Pick out each line in the rows below that contains the word "Identify" and copy those lines in full. Case counts, so a line matches only if the capitalization is the same.

[start Data records]

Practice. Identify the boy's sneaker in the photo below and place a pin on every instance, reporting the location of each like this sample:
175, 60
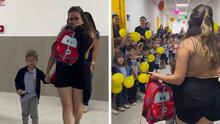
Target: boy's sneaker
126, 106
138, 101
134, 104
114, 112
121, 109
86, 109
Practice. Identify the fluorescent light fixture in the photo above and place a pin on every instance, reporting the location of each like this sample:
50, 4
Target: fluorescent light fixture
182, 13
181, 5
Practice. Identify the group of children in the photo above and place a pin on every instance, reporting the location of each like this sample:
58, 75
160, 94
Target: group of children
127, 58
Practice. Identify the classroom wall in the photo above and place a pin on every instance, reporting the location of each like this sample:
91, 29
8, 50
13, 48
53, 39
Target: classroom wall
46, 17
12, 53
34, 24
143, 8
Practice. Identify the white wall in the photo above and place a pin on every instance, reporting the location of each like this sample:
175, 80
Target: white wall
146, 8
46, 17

[end Data records]
[start Data records]

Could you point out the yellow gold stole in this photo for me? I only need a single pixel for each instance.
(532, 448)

[end Data records]
[start Data records]

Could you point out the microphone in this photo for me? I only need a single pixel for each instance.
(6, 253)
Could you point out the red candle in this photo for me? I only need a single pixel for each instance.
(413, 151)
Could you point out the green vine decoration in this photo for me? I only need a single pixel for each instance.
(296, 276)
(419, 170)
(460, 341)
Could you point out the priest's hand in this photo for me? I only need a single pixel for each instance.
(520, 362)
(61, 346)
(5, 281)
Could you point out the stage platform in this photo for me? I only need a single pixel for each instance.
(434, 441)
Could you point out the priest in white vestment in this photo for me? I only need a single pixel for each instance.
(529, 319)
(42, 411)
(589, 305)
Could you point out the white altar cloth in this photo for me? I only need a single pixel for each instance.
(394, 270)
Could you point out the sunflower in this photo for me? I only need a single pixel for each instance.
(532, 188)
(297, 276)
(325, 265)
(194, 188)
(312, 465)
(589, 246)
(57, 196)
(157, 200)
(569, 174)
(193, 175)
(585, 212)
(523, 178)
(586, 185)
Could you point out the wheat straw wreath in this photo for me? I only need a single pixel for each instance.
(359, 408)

[end Data records]

■ **Output**:
Practice. Identify the boy's sneaker in the photo below and place a pin on every instance, reporting the location of each like this sample:
Practice. Identify the fluorescent light fixture in the photo above and place a pin on every instance, reporting the location of each like this sample:
Practice. Identify the group of children in the photo above and place a pin on every instance, reporting the location of each like this sample:
Practice. Identify the classroom wall in the photo above and place a pin on every instance, reporting the location of each like this sample:
Practice. Identify the white wall in the photo above and place a pin on every instance, reporting the location of each like this sample:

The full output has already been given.